Dataset records:
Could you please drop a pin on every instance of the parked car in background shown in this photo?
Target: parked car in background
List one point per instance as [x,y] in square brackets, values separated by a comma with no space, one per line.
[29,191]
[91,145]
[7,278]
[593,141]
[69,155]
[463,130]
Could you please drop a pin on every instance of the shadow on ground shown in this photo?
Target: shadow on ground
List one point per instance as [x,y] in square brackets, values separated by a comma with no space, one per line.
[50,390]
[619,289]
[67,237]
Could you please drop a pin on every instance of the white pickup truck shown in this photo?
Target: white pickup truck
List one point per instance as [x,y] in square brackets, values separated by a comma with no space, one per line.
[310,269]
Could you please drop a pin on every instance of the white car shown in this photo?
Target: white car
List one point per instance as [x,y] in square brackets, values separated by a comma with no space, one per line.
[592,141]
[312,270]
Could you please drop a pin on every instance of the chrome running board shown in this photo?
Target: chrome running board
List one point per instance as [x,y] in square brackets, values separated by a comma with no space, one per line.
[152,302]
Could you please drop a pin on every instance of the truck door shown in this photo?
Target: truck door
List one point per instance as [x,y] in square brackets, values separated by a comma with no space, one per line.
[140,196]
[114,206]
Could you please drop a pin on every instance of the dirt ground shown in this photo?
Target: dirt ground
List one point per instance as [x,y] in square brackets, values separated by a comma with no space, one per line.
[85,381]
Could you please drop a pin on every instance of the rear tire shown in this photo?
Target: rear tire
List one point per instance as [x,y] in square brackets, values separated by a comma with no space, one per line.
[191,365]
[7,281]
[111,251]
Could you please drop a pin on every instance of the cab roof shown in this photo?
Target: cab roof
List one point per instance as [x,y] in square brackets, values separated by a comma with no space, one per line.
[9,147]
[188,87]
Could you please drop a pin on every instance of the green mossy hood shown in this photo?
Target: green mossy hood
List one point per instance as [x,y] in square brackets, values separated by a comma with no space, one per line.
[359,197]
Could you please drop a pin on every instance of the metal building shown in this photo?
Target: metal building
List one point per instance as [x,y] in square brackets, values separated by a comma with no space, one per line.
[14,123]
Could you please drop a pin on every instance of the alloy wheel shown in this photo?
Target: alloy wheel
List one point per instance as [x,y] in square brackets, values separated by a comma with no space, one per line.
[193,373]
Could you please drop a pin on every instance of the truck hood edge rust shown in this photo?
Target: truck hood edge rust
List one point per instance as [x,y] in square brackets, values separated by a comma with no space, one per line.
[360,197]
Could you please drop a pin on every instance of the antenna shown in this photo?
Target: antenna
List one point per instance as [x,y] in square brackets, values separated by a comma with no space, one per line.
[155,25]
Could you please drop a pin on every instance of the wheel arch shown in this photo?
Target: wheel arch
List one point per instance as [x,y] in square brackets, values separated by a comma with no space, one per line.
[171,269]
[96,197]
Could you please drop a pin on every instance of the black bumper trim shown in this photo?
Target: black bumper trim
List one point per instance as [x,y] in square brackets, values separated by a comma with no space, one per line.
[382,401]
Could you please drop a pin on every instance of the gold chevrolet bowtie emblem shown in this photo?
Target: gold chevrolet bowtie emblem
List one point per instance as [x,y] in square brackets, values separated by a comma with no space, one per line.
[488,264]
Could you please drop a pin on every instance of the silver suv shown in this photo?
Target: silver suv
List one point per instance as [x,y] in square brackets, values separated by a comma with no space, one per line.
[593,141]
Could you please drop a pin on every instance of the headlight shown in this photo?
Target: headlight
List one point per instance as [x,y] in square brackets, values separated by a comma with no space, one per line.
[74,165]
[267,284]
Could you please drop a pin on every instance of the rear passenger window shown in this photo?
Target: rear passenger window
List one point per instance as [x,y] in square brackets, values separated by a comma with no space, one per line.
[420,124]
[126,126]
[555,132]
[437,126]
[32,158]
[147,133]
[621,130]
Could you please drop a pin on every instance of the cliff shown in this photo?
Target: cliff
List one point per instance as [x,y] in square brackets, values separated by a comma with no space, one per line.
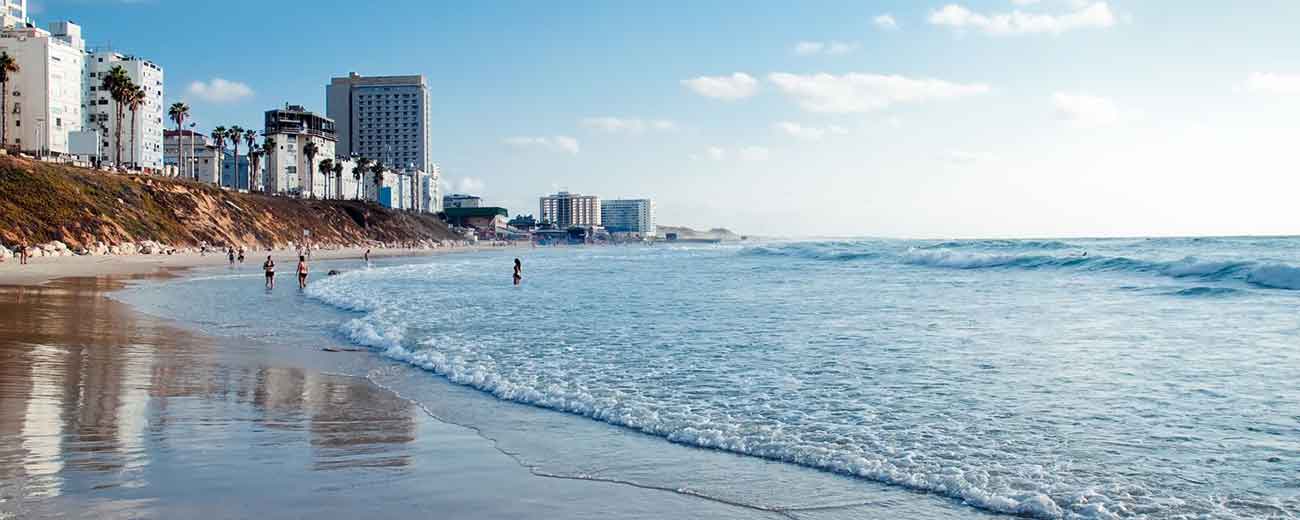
[83,208]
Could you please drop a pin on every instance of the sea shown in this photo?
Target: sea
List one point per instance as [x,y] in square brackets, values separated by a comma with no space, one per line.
[1053,378]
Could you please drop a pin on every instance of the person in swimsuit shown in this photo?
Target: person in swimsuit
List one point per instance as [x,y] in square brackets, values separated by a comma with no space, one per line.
[302,272]
[269,267]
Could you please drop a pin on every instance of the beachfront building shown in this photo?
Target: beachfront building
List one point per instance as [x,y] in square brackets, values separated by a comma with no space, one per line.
[200,155]
[566,209]
[628,216]
[285,169]
[386,118]
[460,200]
[144,148]
[44,99]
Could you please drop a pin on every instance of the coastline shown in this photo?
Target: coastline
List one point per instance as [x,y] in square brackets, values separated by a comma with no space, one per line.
[112,412]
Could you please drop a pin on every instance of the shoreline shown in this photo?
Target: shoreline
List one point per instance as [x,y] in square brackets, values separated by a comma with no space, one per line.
[373,429]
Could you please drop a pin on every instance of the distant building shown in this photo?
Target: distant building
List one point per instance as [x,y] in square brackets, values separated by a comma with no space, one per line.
[566,209]
[386,118]
[143,150]
[44,99]
[486,222]
[285,169]
[635,216]
[460,200]
[202,164]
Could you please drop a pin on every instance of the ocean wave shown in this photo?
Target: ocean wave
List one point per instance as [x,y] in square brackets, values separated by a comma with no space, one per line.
[1264,274]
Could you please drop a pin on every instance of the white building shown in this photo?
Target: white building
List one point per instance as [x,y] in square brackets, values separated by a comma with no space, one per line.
[285,169]
[44,102]
[635,216]
[566,209]
[460,200]
[206,164]
[385,118]
[144,148]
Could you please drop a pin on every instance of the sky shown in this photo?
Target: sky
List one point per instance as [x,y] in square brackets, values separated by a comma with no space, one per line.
[923,118]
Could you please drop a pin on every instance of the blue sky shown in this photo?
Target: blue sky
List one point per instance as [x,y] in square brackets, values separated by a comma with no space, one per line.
[947,118]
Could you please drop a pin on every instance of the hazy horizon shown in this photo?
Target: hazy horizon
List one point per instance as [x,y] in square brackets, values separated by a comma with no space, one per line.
[979,118]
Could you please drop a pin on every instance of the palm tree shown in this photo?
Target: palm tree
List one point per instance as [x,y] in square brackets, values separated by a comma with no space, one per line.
[251,139]
[134,99]
[310,151]
[338,177]
[180,112]
[118,86]
[362,167]
[8,66]
[325,168]
[219,135]
[235,135]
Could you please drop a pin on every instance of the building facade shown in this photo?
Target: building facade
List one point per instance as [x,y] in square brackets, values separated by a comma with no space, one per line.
[635,216]
[142,148]
[460,200]
[566,209]
[44,102]
[286,169]
[385,118]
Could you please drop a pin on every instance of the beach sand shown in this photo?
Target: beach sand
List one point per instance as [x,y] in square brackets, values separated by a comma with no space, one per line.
[111,414]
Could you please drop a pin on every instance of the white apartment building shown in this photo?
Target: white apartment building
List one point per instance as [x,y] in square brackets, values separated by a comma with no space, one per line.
[206,164]
[285,169]
[633,216]
[385,118]
[144,148]
[44,102]
[460,200]
[566,209]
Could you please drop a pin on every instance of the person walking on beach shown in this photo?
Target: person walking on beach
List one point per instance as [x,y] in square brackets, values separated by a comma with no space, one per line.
[302,272]
[269,267]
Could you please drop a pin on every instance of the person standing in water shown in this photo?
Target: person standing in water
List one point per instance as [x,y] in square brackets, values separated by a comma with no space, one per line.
[269,267]
[302,272]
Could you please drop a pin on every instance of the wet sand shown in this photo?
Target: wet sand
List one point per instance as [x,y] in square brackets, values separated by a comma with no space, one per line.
[109,414]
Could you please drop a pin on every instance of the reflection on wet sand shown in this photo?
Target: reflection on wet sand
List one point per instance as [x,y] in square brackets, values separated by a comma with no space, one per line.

__EXERCISE__
All of the material above should be reproduced exactly, except the pictures.

__THE REPLY__
Could you please drop a pin on every instance of the parked car in background shown in this photo?
Target: parked car in background
List one point per instance as [x,y] in square brackets, values separated by a comma with no space, one per line.
[29,191]
[91,145]
[7,278]
[593,141]
[69,155]
[463,130]
Could you please drop a pin on every instance of the shadow on ground shown in this photo?
Target: shadow on ground
List one point per instance as [x,y] in square brackets, values separated by a comma with no space, one per line.
[50,390]
[619,289]
[67,237]
Could you please drop a pin on every instance of the white pickup truck shown in this photo?
Target: white pickup truck
List one point per instance as [x,y] in square brackets, values separated by a comma with no space, one per line.
[310,269]
Could you please drop a pin on every instance of the white car shown in this photo?
Target: white car
List one point per instance as [x,y] in square brackets, values separated by a comma with no space, one per line.
[592,141]
[312,270]
Could you please drop a pin on every instance of the chrome running board shown in this photo?
Target: chrome running board
List one point per instance as [x,y] in square brackets, values separated by a comma with no space, one per line.
[152,302]
Could you please drop a pin on every instance of the truck door shown in this photo?
Target: truck door
List one point per instance as [x,y] in square brackets, values separated by a comma with no space, one per line.
[140,196]
[114,206]
Could you please drop a pin on every instance of the dirt ground shown in this photo?
Target: dirt ground
List one point per instance as [x,y] in square brackets, values separated by a comma with no space, one per line.
[85,381]
Could you please drop a pin on every instance of the rear tire shown in this photo?
Target: rear tire
List one point per instance as [x,y] in square brackets, values separated by a comma with no space, one per line.
[191,365]
[7,281]
[111,251]
Could you please drop a pin on every instance of the cab roof shown in this photo?
Target: cab roof
List one point per instance as [x,y] in square brackets, values separated by a comma with no space, one per line.
[9,147]
[188,87]
Could you please drop a pin on every instance of the green mossy hood shown in this photo?
Target: green mossy hood
List one point per instance as [x,y] in square brackets, values separated by a comma with no space, one per line.
[359,197]
Could you please drop a pin on every instance of the metal building shown in this photo?
Target: metal building
List one point per instance as [x,y] in square brackets, values separated by a comma with no space, one per line.
[14,123]
Could you please drop a pin on every instance of the alloy wheel shown in this photo?
Target: alloy wheel
List one point per instance as [x,y] in square brackets, values separated by a comma with no space, one per line.
[193,373]
Could you please drop a pin on every instance of the truck hood edge rust shown in this photo?
Target: truck hood edge rust
List one point per instance as [x,y] in square brackets, values separated by a comma with no space, one per line.
[360,197]
Could you please drop a pin on every instance of the antenna shown in this photo?
Target: antenna
List one point per instance as [x,y] in square brackets, values separated by a comma with no space, one per line.
[155,25]
Could you please drop a pin on every instance of the wheel arch shown in this photo?
Target: wheel arch
List one point per instance as [x,y] in square brackets, values separated by a comma with no space, one per line.
[171,269]
[96,197]
Could you please drop a pin on every instance of the black bumper trim shown in this photo?
Target: black bumper trim
List one point per instance as [x,y] in square brackets, values separated by a comma with no space, one per line.
[382,401]
Could you please drop a pin on every instance of the gold chevrolet bowtie emblem shown in this photo?
Target: gold chevrolet bowtie emblem
List one point per instance as [x,y] in square brackets, values separated by a comma with no space, one per line.
[488,264]
Could you please drop a pin on every instance of the silver suv shown in this photo?
Target: silver suv
List one point per instance as [x,y] in square brackets, values separated by a comma with no space, one per line.
[593,141]
Could you please drop a pin on every instance of the headlight shown in this photo?
Target: headlight
List one point per instance as [x,y] in square brackets, values separated by a comma with no space, one per line.
[74,165]
[267,284]
Could you please drop a pin on every instance of the rear passenger window shown in this photo?
Target: rear passenger window
List one point per instance as [x,y] in square brackets, values separated by a comma with no space, one per line.
[420,124]
[126,126]
[555,132]
[437,126]
[32,158]
[147,133]
[621,130]
Could you please drop a pin on every instance of the cliff shown in this photo?
Target: cliff
List one point per instance as [x,y] in square brackets, values separated by a comma with no space, one per line.
[83,208]
Could you please drop a pin on every instance of the sea shown in this photo?
Target: sea
List one point per instance as [x,y] in square brackets, values separated by a comma with no space, one per line.
[1053,378]
Could you please drop a pin on every instance of the person in swimsuit shown in this photo?
Target: person in swimsuit
List one point per instance as [x,y] in square brackets, values separated by a comma with no space, one per line.
[302,272]
[269,267]
Could you please drop a pin on every instance of the beachfront building shown in this photo?
Target: beachfront building
List one point per instance as [x,y] in square brackets, values separated by a comma with no space, one per line.
[200,155]
[566,209]
[628,216]
[285,169]
[386,118]
[460,200]
[144,148]
[44,99]
Could you please drop a pin on every instance of the coastline shown in this photo?
Target: coastline
List one point per instance as [x,y] in square brackets, values separated by a comma with no space, one per line.
[112,412]
Could you please drop a pin on every instance of the shoreline shown in this photo?
Target: shoreline
List one point per instance as [x,y] in square brackets, values separated by a comma with no space, one per line.
[373,429]
Could you please drop a pin on every instance of the distant building shown in this photo?
Target: distant building
List one point per instance as [x,y] in square brackets, values separated by a comma with no space, one per line.
[566,209]
[386,118]
[143,150]
[44,99]
[486,222]
[285,169]
[635,216]
[460,200]
[202,164]
Could you please drop a pin on every instance of the ocean wave shown in this photo?
Target: ocean wave
List one point per instance as [x,y] in square brackets, values separated by a comma with no space, one per line.
[1264,274]
Could you please drop a pin on every instance of the white building shown in this photo?
Target: white building
List one point per instance as [x,y] in square brackets, values separated by a comma with no space, one per line.
[285,169]
[44,102]
[635,216]
[566,209]
[460,200]
[206,164]
[385,118]
[144,148]
Could you please drop a pin on every instance of the sky shown in this photo?
Target: sky
List one point per instance as [x,y] in square brackets, values separated by a comma with no space, one per line.
[923,118]
Could you please drop a pin on every instance of the blue sky shown in this photo?
Target: blue sky
List one point per instance as [x,y] in square brackets, values separated by a comma with no space, one per line.
[947,118]
Could you please drop a pin on every instance of the hazy horizon shown in this photo?
Target: hazy horizon
List one point per instance as [x,y] in square brackets, values separated by a comma with no space, one per line.
[979,118]
Could you please drop a pin on every instance of the palm tree shown in this photo?
Target: palm tree
List one point per instance as [x,y] in square brackets, values separated by a comma with no space, one per line.
[251,139]
[134,99]
[310,151]
[338,177]
[180,112]
[118,86]
[362,167]
[8,66]
[325,168]
[219,135]
[235,135]
Could you please drop a pin on every instance of the building facade shown in this photo?
Target: building facade
List one point per instance as [x,y] in square brackets, values separated by a comma with no space, one per line.
[635,216]
[142,148]
[460,200]
[566,209]
[44,102]
[286,169]
[385,118]
Could you please drop a pin on every instance of the beach sand shown in this photo?
Target: beach sand
List one point per instance as [x,y] in square brackets, values separated by a comma with no space, one per line.
[111,414]
Could you please drop a pin on every instance of the white apartment building shown in this photo?
Target: white apartment building
List one point per instance as [x,y] in square brackets, values separated by a comma with no space, one per line.
[206,164]
[285,169]
[633,216]
[385,118]
[144,148]
[44,102]
[460,200]
[566,209]
Could you please drop a pin on every instance of the person walking on beach shown in this photo?
Target: person walking on beach
List one point per instance as [x,y] in square brackets, values separated by a comma with no space, one per line.
[302,272]
[269,267]
Could you please drop a pin on every instance of the person standing in water shown in this photo?
Target: person standing in water
List one point per instance as [x,y] in square brackets, values separated by a comma with no space, one per line.
[269,267]
[302,272]
Could you please drop a pin on every instance of the wet sand shown in this photo?
Target: wet sand
List one point per instance as [x,y] in square brackets, values separated by a comma with no space, one per line.
[109,414]
Could you please drop a pin on every instance of the reflection on wet sand shown in this photo?
Target: reflection on wet sand
List one point per instance as [x,y] in square brackets, values separated by a comma with no space, one per line.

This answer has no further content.